| Your objective |
Show each line in the items below that contains the word "drawing", copied without changes.

★ ★ ★ ★

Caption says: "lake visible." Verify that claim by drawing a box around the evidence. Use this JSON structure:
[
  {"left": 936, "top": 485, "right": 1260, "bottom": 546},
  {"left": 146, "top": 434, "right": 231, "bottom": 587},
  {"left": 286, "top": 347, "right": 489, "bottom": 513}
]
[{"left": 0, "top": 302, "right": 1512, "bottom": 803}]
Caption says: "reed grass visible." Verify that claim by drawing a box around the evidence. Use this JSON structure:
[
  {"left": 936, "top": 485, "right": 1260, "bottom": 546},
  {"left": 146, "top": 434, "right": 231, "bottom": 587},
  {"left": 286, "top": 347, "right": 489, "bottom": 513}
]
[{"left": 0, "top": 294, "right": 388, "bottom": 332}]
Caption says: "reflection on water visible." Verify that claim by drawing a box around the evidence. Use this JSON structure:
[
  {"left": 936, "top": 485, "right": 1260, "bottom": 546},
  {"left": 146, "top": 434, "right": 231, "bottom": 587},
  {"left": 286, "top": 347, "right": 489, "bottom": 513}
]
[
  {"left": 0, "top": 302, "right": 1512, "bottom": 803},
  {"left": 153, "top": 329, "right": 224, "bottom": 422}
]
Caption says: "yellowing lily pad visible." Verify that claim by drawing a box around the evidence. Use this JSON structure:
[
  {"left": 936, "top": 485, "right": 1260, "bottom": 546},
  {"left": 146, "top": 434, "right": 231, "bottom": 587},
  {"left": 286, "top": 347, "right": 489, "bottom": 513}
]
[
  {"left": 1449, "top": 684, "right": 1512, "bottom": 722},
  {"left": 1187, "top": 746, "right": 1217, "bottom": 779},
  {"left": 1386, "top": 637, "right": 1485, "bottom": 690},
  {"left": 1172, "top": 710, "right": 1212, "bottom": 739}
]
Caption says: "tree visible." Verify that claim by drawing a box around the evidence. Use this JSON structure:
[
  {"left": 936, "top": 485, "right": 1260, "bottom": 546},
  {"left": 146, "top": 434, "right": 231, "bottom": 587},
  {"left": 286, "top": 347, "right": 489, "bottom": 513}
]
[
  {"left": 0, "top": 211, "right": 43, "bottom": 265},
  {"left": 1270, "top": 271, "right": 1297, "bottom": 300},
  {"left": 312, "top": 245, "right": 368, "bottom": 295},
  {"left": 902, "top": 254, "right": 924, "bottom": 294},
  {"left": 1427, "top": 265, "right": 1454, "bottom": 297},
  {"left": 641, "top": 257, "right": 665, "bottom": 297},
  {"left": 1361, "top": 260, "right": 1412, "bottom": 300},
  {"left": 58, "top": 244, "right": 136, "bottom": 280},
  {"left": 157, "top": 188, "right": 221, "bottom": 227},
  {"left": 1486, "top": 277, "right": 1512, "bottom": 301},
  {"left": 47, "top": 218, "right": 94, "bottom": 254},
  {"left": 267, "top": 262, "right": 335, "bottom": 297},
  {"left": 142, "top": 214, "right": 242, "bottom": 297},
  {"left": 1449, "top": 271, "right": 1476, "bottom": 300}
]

★ ★ ★ ★

| Expected answer |
Caption says: "lake visible." Verify that claim by drawing a box around the evidence. Use this JSON structure:
Caption says: "reed grass visible." Verify that claim by drawing a box around the evidence. Use this JSON structure:
Caption says: "reflection on water visible." Verify that claim by drawing a box around the evidence. Use this JSON structure:
Caption says: "yellowing lily pad visible." Verify that claim by drawing a box around the evidence. Use this JSON structure:
Caption says: "tree visible." Verify that claim by drawing a box around the evidence. Use this JSON structure:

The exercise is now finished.